Getting started tutorial

[ ]:

%pip install --upgrade --quiet pip
%pip install --upgrade --quiet circuitree==0.11.1 numpy matplotlib tqdm ipympl ffmpeg moviepy watermark

Problem statement

CircuiTree solves the following problem:

Given a phenotype that can be simulated, a reward function that measures the phenotype, and a space of possible circuit architectures, find the optimal architecture(s) to achieve that target phenotype by running a reasonable number of simulations.

In order to solve this problem, CircuiTree uses a search algorithm called Monte Carlo tree search (MCTS), borrowed from artificial intelligence and reinforcement learning, to search over the space of possible architectures, or topologies. MCTS is an algorithm for planning and game-playing, so we approach circuit design as a game of stepwise assembly, where each step adds an interaction to the circuit diagram.

The main class provided by this package is CircuiTree, and to run a tree search, the user should make their own subclass of CircuiTree that defines (1) a space of possible topologies to search and (2) a reward function that returns a (possibly stochastic) estimate of phenotypic quality.

Creating a `CircuiTree` class

[2]:

from circuitree import CircuiTree

Let’s consider a simple example. Say we are interested in constructing a circuit of three transcription factors (TFs) A, B, and C that exhibits bistability, where the system can be “switched” from one state (e.g. high A, low B) to another (high B, low A). We will allow each TF to activate or inhibit any of the TFs (including itself). Multiple regulation (A both activates and inhibits B) is not allowed. With these rules, we have defined a set of topologies (a design space) that we are sampling from.

[3]:

components = ["A", "B", "C"] # Three transcription factors (TFs)
interactions = [
    "activates", # Each pairwise interaction has two options
    "inhibits",
]

CircuiTree explores the design space by treating circuit design as a game where the topology is built step-by-step, and the objective is to assemble the best circuit. Specifically, CircuiTree represents each circuit topology as a string called a state, and it can choose from a list of actions that either change the state or terminate the assembly process (i.e. “click submit” on the game). The algorithm searches starting from a “root” state, and over many iterations it builds a decision tree of candidate topologies and preferentially explores regions of that tree with higher mean reward.

1. Choose a Grammar

The rules for how states are defined and how they are affected by taking actions (i.e. the rules of the game) are called a “grammar.” We will be using the built-in SimpleNetworkGrammar class to explore the design space we defined above. (See the grammar tutorial for more details on grammars and how to define custom design spaces from the base CircuitGrammar class.)

[4]:

# Built-in grammars can be found in the `models` module
from circuitree.models import SimpleNetworkGrammar

grammar = SimpleNetworkGrammar(
    components=components,
    interactions=interactions,
)

2. Define a reward function

The only strict requirement for the reward function is that it should return bounded values, ideally between 0 and 1. NOTE: If reward values have a larger range, you may need to increase the exploration_constant argument proportionally.

*Given information:*
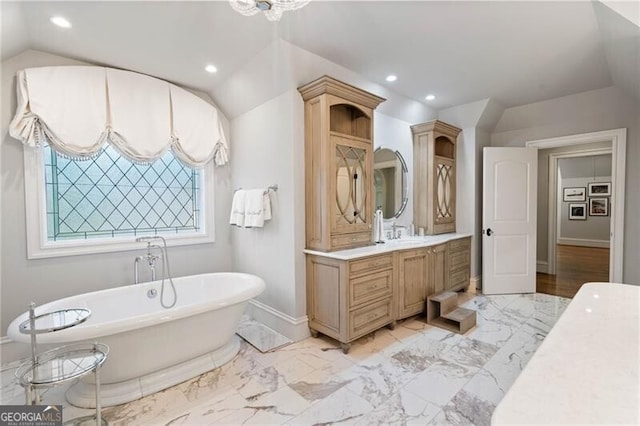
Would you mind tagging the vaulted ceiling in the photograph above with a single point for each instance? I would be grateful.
(513, 52)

*Exercises:*
1. According to the CircuiTree tutorial, which search algorithm does CircuiTree use to search over possible circuit architectures?
2. Summarize the CircuiTree tutorial in two sentences.
3. Reproduce everything in the CircuiTree tutorial from "CircuiTree explores the" down to "higher mean reward.".

*Exercise responses:*
1. Monte Carlo tree search (MCTS).

2. CircuiTree uses Monte Carlo tree search to find circuit architectures that achieve a target phenotype, treating circuit design as a game of stepwise assembly in which each step adds an interaction. To run a search, the user subclasses CircuiTree to define a space of possible topologies, such as one described by the built-in SimpleNetworkGrammar, and a reward function that should return bounded values, ideally between 0 and 1.

3.
CircuiTree explores the design space by treating circuit design as a game where the topology is built step-by-step, and the objective is to assemble the best circuit. Specifically, CircuiTree represents each circuit topology as a string called a state, and it can choose from a list of actions that either change the state or terminate the assembly process (i.e. “click submit” on the game). The algorithm searches starting from a “root” state, and over many iterations it builds a decision tree of candidate topologies and preferentially explores regions of that tree with higher mean reward.